▶ GIVEN PROBLEM: Return every line of the material below word for word, with nothing altered, added, or left out.

▶ DATASET CONTENT:
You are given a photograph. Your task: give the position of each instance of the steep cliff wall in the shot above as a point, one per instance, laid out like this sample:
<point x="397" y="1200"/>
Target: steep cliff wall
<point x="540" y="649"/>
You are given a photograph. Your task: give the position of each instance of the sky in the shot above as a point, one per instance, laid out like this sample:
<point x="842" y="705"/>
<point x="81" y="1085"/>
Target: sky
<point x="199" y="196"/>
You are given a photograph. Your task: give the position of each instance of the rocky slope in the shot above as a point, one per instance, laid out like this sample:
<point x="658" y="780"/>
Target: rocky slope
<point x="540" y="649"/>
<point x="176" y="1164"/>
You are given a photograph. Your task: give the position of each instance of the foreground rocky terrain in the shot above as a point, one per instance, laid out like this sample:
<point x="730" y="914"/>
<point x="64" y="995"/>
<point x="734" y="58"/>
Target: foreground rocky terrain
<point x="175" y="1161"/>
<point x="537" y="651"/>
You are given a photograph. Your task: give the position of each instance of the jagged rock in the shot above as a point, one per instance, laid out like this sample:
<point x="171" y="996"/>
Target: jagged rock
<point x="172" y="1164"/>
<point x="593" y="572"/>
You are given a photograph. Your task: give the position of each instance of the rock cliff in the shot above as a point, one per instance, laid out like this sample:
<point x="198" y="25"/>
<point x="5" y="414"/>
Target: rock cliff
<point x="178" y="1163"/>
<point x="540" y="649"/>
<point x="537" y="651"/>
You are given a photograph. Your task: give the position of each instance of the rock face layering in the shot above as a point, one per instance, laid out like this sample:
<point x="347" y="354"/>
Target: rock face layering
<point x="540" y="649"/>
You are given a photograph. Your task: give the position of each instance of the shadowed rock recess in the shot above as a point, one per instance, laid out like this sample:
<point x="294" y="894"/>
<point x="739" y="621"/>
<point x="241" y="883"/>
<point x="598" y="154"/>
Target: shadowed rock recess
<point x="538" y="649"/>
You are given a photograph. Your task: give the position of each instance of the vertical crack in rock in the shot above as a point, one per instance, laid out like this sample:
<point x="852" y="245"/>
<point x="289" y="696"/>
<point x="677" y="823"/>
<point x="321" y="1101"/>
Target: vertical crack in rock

▶ REPLY:
You are given a photograph. Your task: give the position of each instance of the steep cliff wall in the shot above as a point, one per instance, laid out like this sample:
<point x="397" y="1200"/>
Target: steep cliff wall
<point x="540" y="649"/>
You are given a photograph. Your task: give the position of each instance of the sky in the shot above as a point, one per instance, laid out like this sample:
<point x="842" y="705"/>
<point x="81" y="1085"/>
Target: sky
<point x="199" y="196"/>
You are given a photograph. Your task: give the position of each instance of the rocky slope in the shot above as a point, one per instance, laid out like this sample:
<point x="658" y="780"/>
Target: rocky slope
<point x="540" y="649"/>
<point x="176" y="1164"/>
You are given a photograph. Your task: give the position of each instance of the foreground rocky terrain in the shot above as a point, one per instance, laid out like this sample:
<point x="730" y="914"/>
<point x="64" y="995"/>
<point x="734" y="58"/>
Target: foreground rocky terrain
<point x="175" y="1161"/>
<point x="537" y="651"/>
You are given a photograph. Your task: give the position of each instance of the jagged rock in the shot above as a point, one per instance, laid out like this sample:
<point x="171" y="996"/>
Target: jagged rock
<point x="172" y="1164"/>
<point x="593" y="572"/>
You are given a photograph. Your task: give the position of each instance of the rock cliff in the shot above as a point, one per instance, laid out like this sample:
<point x="198" y="25"/>
<point x="5" y="414"/>
Target: rock cliff
<point x="178" y="1163"/>
<point x="540" y="649"/>
<point x="537" y="651"/>
You are given a photograph. Your task: give the position of each instance of the rock face layering in the shot above as a point, one per instance, laid out like this sample:
<point x="347" y="354"/>
Target: rock face layering
<point x="540" y="649"/>
You are given a photograph. Your task: give the position of each instance of the shadowed rock recess in the shot above as a point, one per instance, laid out like this sample:
<point x="294" y="894"/>
<point x="739" y="621"/>
<point x="241" y="883"/>
<point x="598" y="154"/>
Target: shadowed rock recess
<point x="538" y="649"/>
You are given a photograph. Your task: give the position of each instance of the vertical crack in rock in the shot above as a point, one per instance, laid out like this sample:
<point x="852" y="245"/>
<point x="289" y="696"/>
<point x="677" y="823"/>
<point x="321" y="1101"/>
Target: vertical crack in rock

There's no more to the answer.